++++ TEXTO

Circulando entre amantes da palavra, ouço relatos dando conta de que escrever é um trabalho difícil, além das possibilidades de simples mortais. Se é verdade que existe o amor que conduz para o texto, nesses casos não parece menos real o fato de que o convívio se dá na base do conflito. Da briga. Do divórcio antes do casamento. Vale a pena pensar um pouco mais sobre esse assunto. Vem comigo.

Não é o ato de escrever, de produzir um texto criativo e adequado que oferece a maior dificuldade. Simplesmente porque não posso afirmar que as ideias, palavras e frases se negam a cooperar comigo, como numa prática neurótica de perseguição sistemática a esse candidato a escritor.

As ideias, palavras e frases, todas estão lá, disponíveis. Prontas para trabalhar. E por que diabos não trabalham quando estão em minhas mãos? Estariam elas de má vontade comigo? Teriam, por acaso, e sem motivo aparente, tomado a decisão de me boicotar? Não. Claro que não. Boicotar é algo que somente seres humanos conseguem fazer. Inclusive consigo mesmos.

++++++++
++++ MATERIAL FORNECIDO

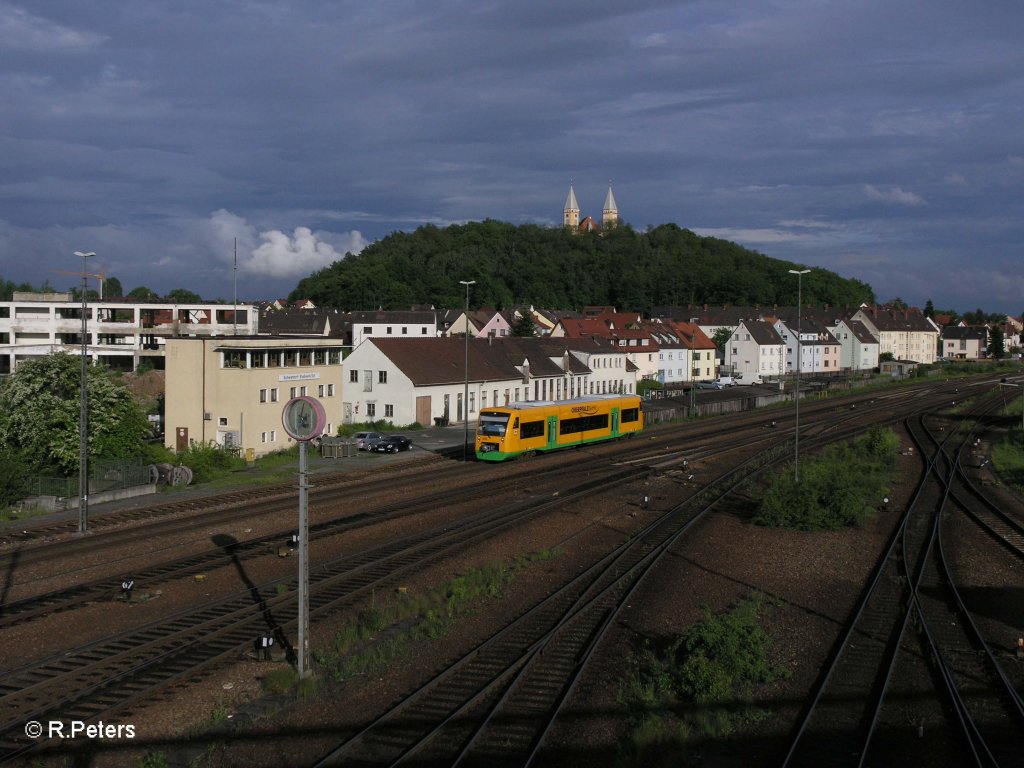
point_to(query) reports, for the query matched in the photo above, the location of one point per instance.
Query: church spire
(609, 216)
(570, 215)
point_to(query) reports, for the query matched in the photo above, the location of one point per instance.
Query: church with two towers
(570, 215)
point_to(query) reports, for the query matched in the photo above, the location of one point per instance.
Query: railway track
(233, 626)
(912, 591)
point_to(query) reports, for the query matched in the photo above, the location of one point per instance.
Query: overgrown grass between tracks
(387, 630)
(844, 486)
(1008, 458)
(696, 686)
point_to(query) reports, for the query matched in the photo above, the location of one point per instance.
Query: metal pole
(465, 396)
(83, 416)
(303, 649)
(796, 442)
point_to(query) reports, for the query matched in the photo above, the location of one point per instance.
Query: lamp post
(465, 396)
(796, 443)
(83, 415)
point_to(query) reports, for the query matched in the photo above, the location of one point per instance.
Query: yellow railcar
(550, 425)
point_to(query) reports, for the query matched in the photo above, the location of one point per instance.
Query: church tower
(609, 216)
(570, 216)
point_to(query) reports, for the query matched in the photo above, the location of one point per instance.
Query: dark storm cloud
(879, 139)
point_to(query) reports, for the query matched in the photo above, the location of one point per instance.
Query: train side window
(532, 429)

++++++++
++++ MATERIAL FORNECIDO

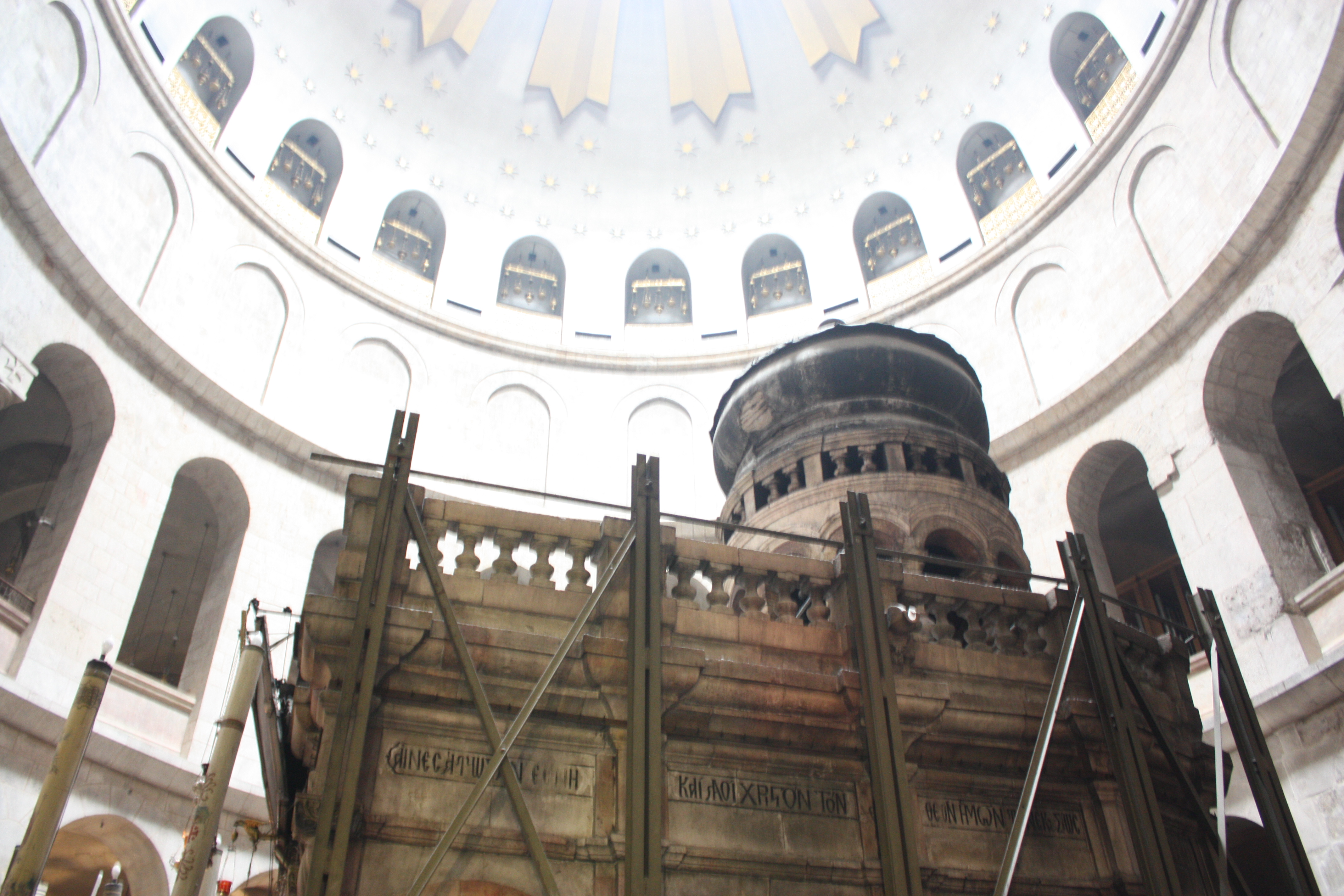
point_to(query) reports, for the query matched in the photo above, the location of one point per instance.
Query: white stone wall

++++++++
++++ MATERIAL FORNECIDO

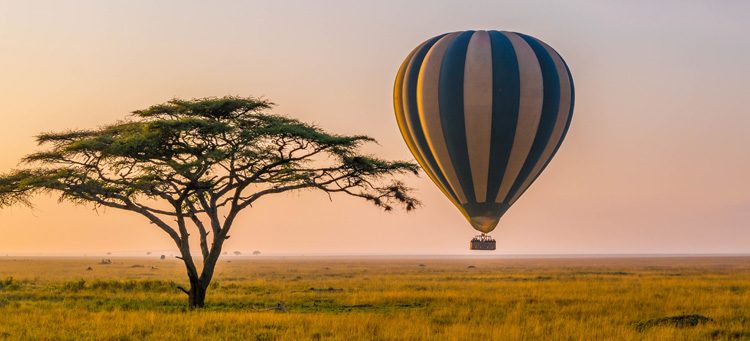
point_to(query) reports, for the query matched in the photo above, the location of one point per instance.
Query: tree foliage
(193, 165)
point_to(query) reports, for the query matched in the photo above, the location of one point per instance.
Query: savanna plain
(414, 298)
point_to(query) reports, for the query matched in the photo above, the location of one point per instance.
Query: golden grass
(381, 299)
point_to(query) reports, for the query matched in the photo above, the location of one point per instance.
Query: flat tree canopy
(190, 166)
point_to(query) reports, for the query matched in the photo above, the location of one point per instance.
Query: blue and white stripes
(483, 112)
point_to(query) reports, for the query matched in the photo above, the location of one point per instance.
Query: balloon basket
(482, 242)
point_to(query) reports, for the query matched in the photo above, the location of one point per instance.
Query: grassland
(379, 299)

++++++++

__EXERCÍCIO__
Cite, sem alterar nada, o trecho do texto sobre a escrita que se abre com as palavras que contêm "Circulando entre amantes" e se fecha com "assunto. Vem comigo.". Os registros vêm de outra fonte.

__RESOLUÇÃO__
Circulando entre amantes da palavra, ouço relatos dando conta de que escrever é um trabalho difícil, além das possibilidades de simples mortais. Se é verdade que existe o amor que conduz para o texto, nesses casos não parece menos real o fato de que o convívio se dá na base do conflito. Da briga. Do divórcio antes do casamento. Vale a pena pensar um pouco mais sobre esse assunto. Vem comigo.